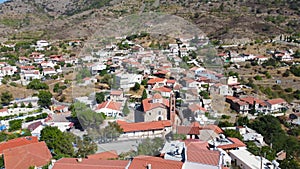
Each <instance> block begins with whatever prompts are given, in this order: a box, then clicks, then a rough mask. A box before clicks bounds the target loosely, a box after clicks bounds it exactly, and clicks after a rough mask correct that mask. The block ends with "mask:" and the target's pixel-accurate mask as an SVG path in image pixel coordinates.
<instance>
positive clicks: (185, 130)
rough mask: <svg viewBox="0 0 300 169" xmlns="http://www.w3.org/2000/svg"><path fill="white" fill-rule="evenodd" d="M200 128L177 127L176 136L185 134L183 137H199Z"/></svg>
mask: <svg viewBox="0 0 300 169" xmlns="http://www.w3.org/2000/svg"><path fill="white" fill-rule="evenodd" d="M199 130H200V127H193V126H177V133H178V134H185V135H190V134H192V135H199V134H200V131H199Z"/></svg>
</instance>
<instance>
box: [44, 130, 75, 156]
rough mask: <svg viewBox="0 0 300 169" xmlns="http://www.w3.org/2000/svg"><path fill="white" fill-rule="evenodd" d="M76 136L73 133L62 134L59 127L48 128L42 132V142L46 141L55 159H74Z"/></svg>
mask: <svg viewBox="0 0 300 169" xmlns="http://www.w3.org/2000/svg"><path fill="white" fill-rule="evenodd" d="M74 138H75V137H74V136H73V135H72V134H71V133H65V132H61V131H60V130H59V129H58V128H57V127H50V126H46V127H45V128H44V129H43V130H42V131H41V137H40V140H41V141H45V142H46V144H47V146H48V148H49V149H50V150H51V151H52V152H53V154H54V155H55V156H54V158H59V157H73V156H74V154H75V153H74V148H73V145H72V142H74Z"/></svg>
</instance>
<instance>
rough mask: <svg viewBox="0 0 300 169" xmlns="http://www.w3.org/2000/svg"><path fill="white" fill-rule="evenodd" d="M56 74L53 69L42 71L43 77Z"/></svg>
mask: <svg viewBox="0 0 300 169" xmlns="http://www.w3.org/2000/svg"><path fill="white" fill-rule="evenodd" d="M56 74H57V72H56V70H55V69H54V68H44V69H43V76H47V75H48V76H53V75H56Z"/></svg>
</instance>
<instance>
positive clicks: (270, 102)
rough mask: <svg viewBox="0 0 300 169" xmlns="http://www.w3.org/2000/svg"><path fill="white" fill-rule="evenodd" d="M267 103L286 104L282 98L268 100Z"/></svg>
mask: <svg viewBox="0 0 300 169" xmlns="http://www.w3.org/2000/svg"><path fill="white" fill-rule="evenodd" d="M267 102H268V103H269V104H271V105H274V104H282V103H286V101H285V100H283V99H282V98H277V99H271V100H268V101H267Z"/></svg>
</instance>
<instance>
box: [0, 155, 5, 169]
mask: <svg viewBox="0 0 300 169" xmlns="http://www.w3.org/2000/svg"><path fill="white" fill-rule="evenodd" d="M0 168H5V166H4V158H3V155H1V156H0Z"/></svg>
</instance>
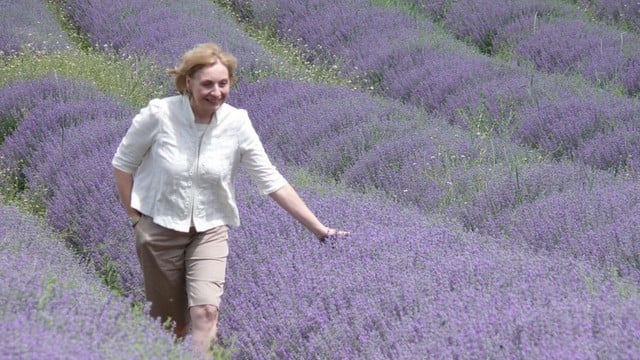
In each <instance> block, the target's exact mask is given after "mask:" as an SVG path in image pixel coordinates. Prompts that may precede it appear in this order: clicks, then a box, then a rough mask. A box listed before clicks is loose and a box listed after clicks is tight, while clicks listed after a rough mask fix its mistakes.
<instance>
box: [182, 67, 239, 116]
mask: <svg viewBox="0 0 640 360" xmlns="http://www.w3.org/2000/svg"><path fill="white" fill-rule="evenodd" d="M187 89H188V90H189V92H190V93H191V108H192V109H193V113H194V114H195V116H196V118H206V119H211V117H212V116H213V114H214V113H215V112H216V111H217V110H218V109H219V108H220V106H222V104H224V102H225V100H226V99H227V95H228V94H229V90H230V89H231V81H230V80H229V70H228V69H227V67H226V66H224V65H223V64H222V63H221V62H220V61H218V62H216V63H215V64H213V65H210V66H207V67H204V68H202V69H200V70H198V71H197V72H195V73H194V74H193V76H188V77H187Z"/></svg>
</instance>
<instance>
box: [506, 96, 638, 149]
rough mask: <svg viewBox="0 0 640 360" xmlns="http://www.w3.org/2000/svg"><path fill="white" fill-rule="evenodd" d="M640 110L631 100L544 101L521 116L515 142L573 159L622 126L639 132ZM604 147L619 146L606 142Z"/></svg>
mask: <svg viewBox="0 0 640 360" xmlns="http://www.w3.org/2000/svg"><path fill="white" fill-rule="evenodd" d="M639 106H640V105H638V103H637V102H635V101H631V100H629V99H619V98H615V97H612V96H596V95H589V94H586V95H583V96H579V95H576V96H565V97H563V98H543V99H541V100H540V101H538V102H537V103H536V104H532V105H530V106H527V107H526V108H524V109H523V110H522V111H521V112H520V113H521V116H522V118H521V120H520V121H521V125H520V127H519V128H518V130H517V131H516V132H515V133H514V134H513V138H514V140H516V141H518V142H519V143H522V144H526V145H530V146H533V147H536V148H541V149H543V151H544V152H546V153H549V154H552V155H554V156H557V157H562V156H567V155H568V156H569V157H573V155H574V152H575V151H576V149H578V148H579V147H581V145H582V144H583V143H584V142H587V141H589V140H590V139H593V138H595V137H597V136H598V135H599V134H606V133H608V132H611V131H613V130H616V129H618V128H619V127H621V126H622V127H626V129H628V130H632V131H634V132H637V131H638V130H639V127H638V125H639V124H640V117H639V116H638V114H639V113H638V110H639V109H640V108H639ZM600 145H601V146H603V147H604V148H610V147H612V146H615V144H607V143H605V142H603V143H601V144H600ZM583 160H589V159H587V158H585V159H583Z"/></svg>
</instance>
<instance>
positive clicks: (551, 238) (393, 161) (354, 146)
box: [93, 3, 635, 277]
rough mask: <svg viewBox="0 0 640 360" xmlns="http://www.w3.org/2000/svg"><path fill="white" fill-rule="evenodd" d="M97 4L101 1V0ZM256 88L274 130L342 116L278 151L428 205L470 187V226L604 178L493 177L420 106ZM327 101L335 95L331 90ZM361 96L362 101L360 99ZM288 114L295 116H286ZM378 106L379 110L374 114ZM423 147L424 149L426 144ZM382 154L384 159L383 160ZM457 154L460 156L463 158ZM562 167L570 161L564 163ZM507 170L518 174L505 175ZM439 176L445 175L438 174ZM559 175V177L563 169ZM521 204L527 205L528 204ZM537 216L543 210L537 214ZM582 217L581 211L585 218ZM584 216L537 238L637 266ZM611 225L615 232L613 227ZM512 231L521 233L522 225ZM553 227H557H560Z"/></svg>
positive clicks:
------------------------------------------------------------
**REQUIRED WORK:** Quote each entry above verbatim and drop the pictures.

**ANSWER AREA:**
Each <instance> block begins with whatever prompts are given, in this order: a box, then clicks, then a rough mask. A box before clicks bounds the target loosely, a box after clicks bounds it exactly, and clicks after a rough mask correct that mask. The block ends with "mask:" and the target's pixel-accurate mask as an SVG path in image pixel coordinates.
<instance>
positive clicks: (185, 130)
rough mask: <svg viewBox="0 0 300 169" xmlns="http://www.w3.org/2000/svg"><path fill="white" fill-rule="evenodd" d="M200 128L177 127L176 136L185 134L183 137H199Z"/></svg>
mask: <svg viewBox="0 0 300 169" xmlns="http://www.w3.org/2000/svg"><path fill="white" fill-rule="evenodd" d="M199 130H200V127H193V126H177V133H178V134H185V135H190V134H192V135H199V134H200V131H199Z"/></svg>
</instance>
<instance>
box: [44, 130, 75, 156]
rough mask: <svg viewBox="0 0 300 169" xmlns="http://www.w3.org/2000/svg"><path fill="white" fill-rule="evenodd" d="M76 136L73 133L62 134L59 127L48 128L42 132V142L46 141L55 159H74Z"/></svg>
mask: <svg viewBox="0 0 300 169" xmlns="http://www.w3.org/2000/svg"><path fill="white" fill-rule="evenodd" d="M74 138H75V137H74V136H73V135H72V134H71V133H65V132H61V131H60V130H59V129H58V128H57V127H50V126H46V127H45V128H44V129H43V130H42V131H41V137H40V140H41V141H45V142H46V144H47V146H48V148H49V149H50V150H51V151H52V152H53V154H54V155H55V156H54V158H59V157H73V156H74V154H75V153H74V148H73V145H72V142H74Z"/></svg>
</instance>
<instance>
rough mask: <svg viewBox="0 0 300 169" xmlns="http://www.w3.org/2000/svg"><path fill="white" fill-rule="evenodd" d="M56 74L53 69L42 71L43 77Z"/></svg>
mask: <svg viewBox="0 0 300 169" xmlns="http://www.w3.org/2000/svg"><path fill="white" fill-rule="evenodd" d="M56 74H57V72H56V70H55V69H54V68H44V69H43V76H47V75H48V76H53V75H56Z"/></svg>
</instance>
<instance>
positive clicks: (270, 102)
rough mask: <svg viewBox="0 0 300 169" xmlns="http://www.w3.org/2000/svg"><path fill="white" fill-rule="evenodd" d="M267 103L286 104L282 98L268 100Z"/></svg>
mask: <svg viewBox="0 0 300 169" xmlns="http://www.w3.org/2000/svg"><path fill="white" fill-rule="evenodd" d="M267 102H268V103H269V104H271V105H274V104H282V103H286V101H285V100H283V99H282V98H277V99H271V100H268V101H267Z"/></svg>
</instance>
<instance>
box: [0, 155, 5, 169]
mask: <svg viewBox="0 0 300 169" xmlns="http://www.w3.org/2000/svg"><path fill="white" fill-rule="evenodd" d="M0 168H5V166H4V158H3V155H1V156H0Z"/></svg>
</instance>
In each <instance> block, the target's exact mask is given after "mask:" as an SVG path in image pixel coordinates. Prompts that may precede it appear in this order: clicks, then a box, then a rough mask. A box listed before clicks is loose and a box listed after clicks is tight, while clicks listed after a rough mask fix its mistakes.
<instance>
box: [182, 67, 239, 116]
mask: <svg viewBox="0 0 640 360" xmlns="http://www.w3.org/2000/svg"><path fill="white" fill-rule="evenodd" d="M187 89H188V90H189V92H190V93H191V108H192V109H193V113H194V114H195V116H196V118H206V119H211V117H212V116H213V114H214V113H215V112H216V111H217V110H218V109H219V108H220V106H222V104H224V102H225V100H226V99H227V95H228V94H229V90H230V89H231V81H230V80H229V70H228V69H227V67H226V66H224V65H223V64H222V63H221V62H220V61H218V62H216V63H215V64H213V65H210V66H207V67H204V68H202V69H200V70H198V71H197V72H195V73H194V74H193V76H188V77H187Z"/></svg>
</instance>
<instance>
box: [506, 96, 638, 149]
rough mask: <svg viewBox="0 0 640 360" xmlns="http://www.w3.org/2000/svg"><path fill="white" fill-rule="evenodd" d="M640 110L631 100L544 101L521 116L515 142L573 159L622 126L639 132ZM604 147L619 146L606 142Z"/></svg>
mask: <svg viewBox="0 0 640 360" xmlns="http://www.w3.org/2000/svg"><path fill="white" fill-rule="evenodd" d="M639 106H640V105H638V103H637V102H635V101H631V100H629V99H619V98H615V97H612V96H596V95H589V94H586V95H583V96H579V95H576V96H565V97H563V98H543V99H541V100H540V101H538V102H537V103H536V104H532V105H530V106H527V107H526V108H524V109H523V110H522V111H521V112H520V113H521V116H522V118H521V120H520V121H521V125H520V127H519V128H518V130H517V131H516V132H515V133H514V134H513V138H514V140H516V141H518V142H519V143H522V144H526V145H530V146H533V147H536V148H541V149H543V151H544V152H546V153H549V154H552V155H554V156H557V157H562V156H567V155H568V156H569V157H573V155H574V152H575V151H576V149H578V148H579V147H581V145H582V144H583V143H584V142H587V141H589V140H590V139H593V138H595V137H597V136H598V135H599V134H606V133H608V132H611V131H613V130H616V129H618V128H619V127H621V126H622V127H626V129H628V130H632V131H634V132H637V131H638V130H639V127H638V125H639V124H640V117H639V116H638V114H639V113H638V110H639V109H640V108H639ZM600 145H601V146H603V147H604V148H610V147H612V146H615V144H607V143H605V142H603V143H601V144H600ZM583 160H589V159H587V158H585V159H583Z"/></svg>
</instance>
<instance>
positive clicks: (551, 238) (393, 161) (354, 146)
box: [93, 3, 635, 277]
rough mask: <svg viewBox="0 0 640 360" xmlns="http://www.w3.org/2000/svg"><path fill="white" fill-rule="evenodd" d="M97 4L101 1V0ZM256 88L274 130L342 116L278 151L428 205L470 187V226L604 178L493 177L420 106ZM327 101L335 95L331 90ZM361 96L362 101L360 99ZM288 114L295 116H286ZM378 106L379 110L374 114ZM423 147L424 149L426 144ZM382 154L384 159L383 160ZM457 154L460 156L463 158ZM562 167L570 161L564 163ZM507 170L518 174L505 175ZM439 176L445 175L438 174ZM559 175V177L563 169ZM521 204L527 205L528 204ZM537 216L543 210L537 214ZM582 217L581 211L585 218ZM584 216L537 238L637 266ZM611 225L615 232L613 227ZM512 231L521 233L522 225ZM553 227H557H560Z"/></svg>
positive clicks:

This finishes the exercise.